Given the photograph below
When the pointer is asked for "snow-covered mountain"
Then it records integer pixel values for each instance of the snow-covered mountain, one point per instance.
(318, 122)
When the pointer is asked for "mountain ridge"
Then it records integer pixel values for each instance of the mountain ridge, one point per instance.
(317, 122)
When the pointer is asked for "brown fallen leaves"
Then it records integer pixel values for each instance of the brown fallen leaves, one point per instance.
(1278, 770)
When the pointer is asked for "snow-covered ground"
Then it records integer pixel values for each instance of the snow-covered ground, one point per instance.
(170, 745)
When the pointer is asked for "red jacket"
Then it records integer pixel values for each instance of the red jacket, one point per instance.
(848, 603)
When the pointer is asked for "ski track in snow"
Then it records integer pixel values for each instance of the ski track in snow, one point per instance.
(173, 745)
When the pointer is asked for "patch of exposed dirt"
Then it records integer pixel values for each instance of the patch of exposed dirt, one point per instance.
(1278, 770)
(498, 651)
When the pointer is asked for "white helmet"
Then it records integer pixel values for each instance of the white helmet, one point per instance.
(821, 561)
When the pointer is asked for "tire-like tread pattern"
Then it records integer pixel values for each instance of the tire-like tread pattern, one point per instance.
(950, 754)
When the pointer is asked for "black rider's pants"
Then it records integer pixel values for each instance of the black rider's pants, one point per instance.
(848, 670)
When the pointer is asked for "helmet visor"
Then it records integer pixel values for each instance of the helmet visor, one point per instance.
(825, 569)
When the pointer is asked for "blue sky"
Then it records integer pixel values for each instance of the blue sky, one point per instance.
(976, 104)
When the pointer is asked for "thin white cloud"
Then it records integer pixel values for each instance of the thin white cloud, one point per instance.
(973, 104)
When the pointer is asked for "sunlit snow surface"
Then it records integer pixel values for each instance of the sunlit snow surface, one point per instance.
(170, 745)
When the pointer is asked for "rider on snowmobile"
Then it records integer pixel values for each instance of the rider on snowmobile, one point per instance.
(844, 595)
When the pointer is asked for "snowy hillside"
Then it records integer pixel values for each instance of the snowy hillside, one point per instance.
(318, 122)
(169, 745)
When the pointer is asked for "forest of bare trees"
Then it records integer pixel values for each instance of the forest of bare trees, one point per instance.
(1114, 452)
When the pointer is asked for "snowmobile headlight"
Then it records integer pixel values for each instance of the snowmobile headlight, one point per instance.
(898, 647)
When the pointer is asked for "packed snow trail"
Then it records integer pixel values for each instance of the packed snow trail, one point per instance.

◇ ◇ ◇

» What is required
The data must be transcribed in full. Every word stays the same.

» Response below
Given the photograph below
When the pointer is asked for "snow-covered mountain"
Then it records integer pixel values for each instance of the snow-covered mountain, one point per instance.
(318, 122)
When the pointer is asked for "mountain ridge"
Then it records integer pixel values for each instance of the mountain ridge, one point per instance.
(317, 122)
When the pointer is asked for "brown fallen leaves"
Then it records integer pixel values for each instance of the brown fallen leaves, one point per instance.
(1278, 770)
When the pointer is asked for "snow-covered ground"
Then it records integer pixel values for each instance of the snow-covered ground, one point per instance.
(170, 745)
When the pointer is asked for "red jacket"
Then it records integer pixel values for each instance of the red jacket, one point per instance.
(848, 603)
When the pointer is asked for "ski track in snow"
Then it records integer pixel values for each instance of the ski track in snow, one point per instance.
(173, 745)
When the pointer is asked for "patch of exposed dirt"
Then it records integer pixel values for each instance of the patch of exposed dirt, one point per instance.
(1278, 770)
(498, 651)
When the pointer is asked for "white helmet"
Then it records integer pixel values for each instance of the white helmet, one point per instance.
(821, 561)
When the pointer is asked for "tire-like tread pattern"
Then it records integer pixel values for each instance of the tire-like tread pattern, one point per instance.
(950, 754)
When the pointer is asked for "black rider's pants"
Then it records integer pixel values for each instance of the black rider's pants, one point per instance.
(848, 670)
When the pointer is asked for "helmet visor"
Then it records integer pixel values for each instance of the helmet visor, one point per instance.
(825, 569)
When the pointer is asked for "blue sky"
Then it records integer pixel values for each instance of the blue sky, one point per instance.
(976, 104)
When the pointer is asked for "thin white cloud"
Then it records integer pixel values for each instance of the thin white cloud, one point per instance.
(973, 104)
When the pointer is asked for "sunlit snow surface"
Then it records integer pixel values for each instance of the sunlit snow surface, one point per instance.
(170, 745)
When the pointer is asked for "rider on snowmobile"
Then it records integer pixel values for each instance of the rider on snowmobile, one point per instance.
(844, 595)
When the pointer is asked for "snowy hillside"
Then it records integer pixel values for each instance of the snowy hillside, one point per instance.
(318, 122)
(169, 745)
When the pointer is asked for "forest of bare trees"
Then it records integer pixel values for each instance of the forest of bare trees, one point per instance.
(1114, 452)
When the pointer is asked for "snowmobile headlight"
Then it records integer pixel values for each instance of the snowmobile headlight, one point per instance.
(898, 647)
When the pointer is asked for "packed snow trail"
Then it records integer pixel values for each instance of the packed snow trail, one point per instance.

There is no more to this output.